* [TASK DESCRIPTION]
All records must be restated word for word.

* [Saved data entries]
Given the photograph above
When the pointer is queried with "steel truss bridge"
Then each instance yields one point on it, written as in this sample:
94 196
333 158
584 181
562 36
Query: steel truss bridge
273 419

* [TASK ANSWER]
Given the photograph above
When the pointer is queried with "steel truss bridge"
Then each instance yields one point on it, written as in this sample:
94 196
333 158
584 181
562 36
Query: steel truss bridge
273 419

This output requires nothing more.